◆ **Data for this exercise**
---*---

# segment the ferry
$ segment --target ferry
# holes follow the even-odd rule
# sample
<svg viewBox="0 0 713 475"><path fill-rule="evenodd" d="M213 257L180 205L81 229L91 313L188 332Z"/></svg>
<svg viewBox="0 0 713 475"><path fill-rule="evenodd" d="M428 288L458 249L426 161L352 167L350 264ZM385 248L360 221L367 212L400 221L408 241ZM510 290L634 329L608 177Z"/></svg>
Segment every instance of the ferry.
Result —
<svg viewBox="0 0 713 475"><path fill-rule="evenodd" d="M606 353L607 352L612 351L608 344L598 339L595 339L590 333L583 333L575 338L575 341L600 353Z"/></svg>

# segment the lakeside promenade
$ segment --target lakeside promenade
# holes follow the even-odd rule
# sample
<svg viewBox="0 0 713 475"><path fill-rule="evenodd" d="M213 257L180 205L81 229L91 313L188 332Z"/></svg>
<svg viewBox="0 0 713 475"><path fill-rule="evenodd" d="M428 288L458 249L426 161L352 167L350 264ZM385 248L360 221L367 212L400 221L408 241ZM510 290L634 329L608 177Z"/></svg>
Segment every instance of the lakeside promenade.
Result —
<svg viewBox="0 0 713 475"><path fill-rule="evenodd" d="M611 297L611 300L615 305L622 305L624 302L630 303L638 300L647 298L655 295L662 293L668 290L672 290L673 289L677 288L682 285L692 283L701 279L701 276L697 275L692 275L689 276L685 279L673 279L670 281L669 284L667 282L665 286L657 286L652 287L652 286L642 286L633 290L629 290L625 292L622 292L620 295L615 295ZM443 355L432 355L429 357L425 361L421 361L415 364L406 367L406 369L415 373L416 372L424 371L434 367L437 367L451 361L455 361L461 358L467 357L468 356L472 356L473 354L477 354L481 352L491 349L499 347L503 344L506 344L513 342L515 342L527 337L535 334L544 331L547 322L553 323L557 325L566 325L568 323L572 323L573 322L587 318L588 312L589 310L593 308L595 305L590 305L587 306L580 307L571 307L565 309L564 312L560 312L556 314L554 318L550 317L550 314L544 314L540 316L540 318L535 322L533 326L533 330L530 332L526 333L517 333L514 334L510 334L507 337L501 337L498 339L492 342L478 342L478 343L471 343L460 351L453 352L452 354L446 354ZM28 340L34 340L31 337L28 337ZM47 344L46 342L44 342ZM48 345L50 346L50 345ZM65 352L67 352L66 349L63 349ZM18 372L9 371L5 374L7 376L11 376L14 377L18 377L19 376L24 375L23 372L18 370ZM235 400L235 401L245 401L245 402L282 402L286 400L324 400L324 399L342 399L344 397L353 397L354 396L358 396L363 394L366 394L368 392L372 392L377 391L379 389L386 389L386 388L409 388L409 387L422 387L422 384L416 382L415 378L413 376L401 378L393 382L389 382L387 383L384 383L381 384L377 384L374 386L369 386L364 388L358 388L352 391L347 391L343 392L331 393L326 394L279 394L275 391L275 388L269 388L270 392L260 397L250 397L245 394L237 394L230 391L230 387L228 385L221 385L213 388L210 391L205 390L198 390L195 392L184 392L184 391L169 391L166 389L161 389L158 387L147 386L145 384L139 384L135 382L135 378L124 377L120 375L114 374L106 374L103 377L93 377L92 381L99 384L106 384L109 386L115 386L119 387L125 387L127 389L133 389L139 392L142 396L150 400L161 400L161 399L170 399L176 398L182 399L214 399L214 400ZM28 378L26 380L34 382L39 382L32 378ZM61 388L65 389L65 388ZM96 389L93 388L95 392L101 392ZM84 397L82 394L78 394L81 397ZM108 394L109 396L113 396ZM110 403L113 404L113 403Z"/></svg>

---*---

◆ **Work to do**
Please copy every line of the rows above verbatim, character for character.

◆ **Completed exercise**
# segment the ferry
$ segment --target ferry
# holes follow the even-odd rule
# sample
<svg viewBox="0 0 713 475"><path fill-rule="evenodd" d="M213 257L180 205L81 229L91 313L188 332Z"/></svg>
<svg viewBox="0 0 713 475"><path fill-rule="evenodd" d="M428 288L458 249L426 161L352 167L350 264ZM385 248L360 221L367 212L400 221L408 241ZM510 290L634 329L608 177Z"/></svg>
Segment every instance of the ferry.
Result —
<svg viewBox="0 0 713 475"><path fill-rule="evenodd" d="M606 353L607 352L612 351L608 344L598 339L595 339L590 333L583 333L575 338L575 341L600 353Z"/></svg>

# segment the lakeside promenade
$ segment --target lakeside promenade
# holes follow the even-odd rule
# sample
<svg viewBox="0 0 713 475"><path fill-rule="evenodd" d="M213 257L180 205L81 229L91 313L188 332Z"/></svg>
<svg viewBox="0 0 713 475"><path fill-rule="evenodd" d="M428 288L458 249L426 161L352 167L350 264ZM385 248L360 221L367 212L400 221L408 241ZM510 290L634 329L608 177Z"/></svg>
Segment every instance of the lakeside promenade.
Result —
<svg viewBox="0 0 713 475"><path fill-rule="evenodd" d="M611 297L611 300L615 305L622 305L624 302L630 303L638 300L647 298L655 295L662 293L668 290L672 290L673 289L677 288L682 285L692 283L701 279L701 276L697 275L692 275L689 276L685 279L673 279L670 281L669 284L667 282L665 286L657 286L652 287L652 286L642 286L633 290L629 290L625 292L622 292L620 295L615 295ZM443 355L432 355L429 357L425 361L421 361L415 364L406 367L406 369L415 373L416 372L424 371L434 367L437 367L451 361L455 361L461 358L467 357L468 356L472 356L473 354L477 354L481 352L491 349L499 347L503 344L506 344L513 342L515 342L527 337L535 334L544 331L547 322L553 323L557 325L566 325L568 323L572 323L573 322L587 318L588 312L589 310L593 308L595 305L590 305L587 306L580 307L571 307L565 309L564 312L560 312L556 314L554 318L550 317L550 314L544 314L540 316L540 318L535 322L533 326L533 330L530 332L526 333L517 333L514 334L510 334L507 337L501 337L498 339L492 342L478 342L478 343L471 343L460 351L453 352L452 354L446 354ZM28 340L34 340L31 337L28 337ZM47 344L46 342L44 342ZM48 345L50 346L50 345ZM65 352L67 352L66 349L63 349ZM18 372L9 371L5 374L7 376L11 376L14 377L18 377L19 376L24 375L23 372L18 370ZM235 400L235 401L245 401L245 402L282 402L286 400L324 400L324 399L342 399L344 397L353 397L354 396L358 396L363 394L366 394L368 392L372 392L377 391L379 389L386 389L386 388L409 388L409 387L422 387L422 384L416 382L415 378L413 376L401 378L393 382L389 382L387 383L384 383L381 384L377 384L374 386L369 386L364 388L358 388L352 391L347 391L343 392L331 393L326 394L279 394L275 391L275 388L269 388L270 392L260 397L250 397L245 394L237 394L230 391L230 387L228 385L221 385L213 388L210 391L205 390L198 390L195 392L184 392L184 391L169 391L166 389L161 389L158 387L147 386L145 384L139 384L135 382L135 378L124 377L120 375L114 374L106 374L103 377L93 377L92 381L99 384L106 384L109 386L115 386L119 387L125 387L127 389L133 389L139 392L142 396L150 400L161 400L161 399L170 399L176 398L182 399L214 399L214 400ZM28 378L26 380L34 382L39 382L32 378ZM61 388L65 389L65 388ZM96 389L93 388L95 392L101 392ZM84 397L82 394L78 394L81 397ZM108 394L109 396L113 396ZM110 403L113 404L113 403Z"/></svg>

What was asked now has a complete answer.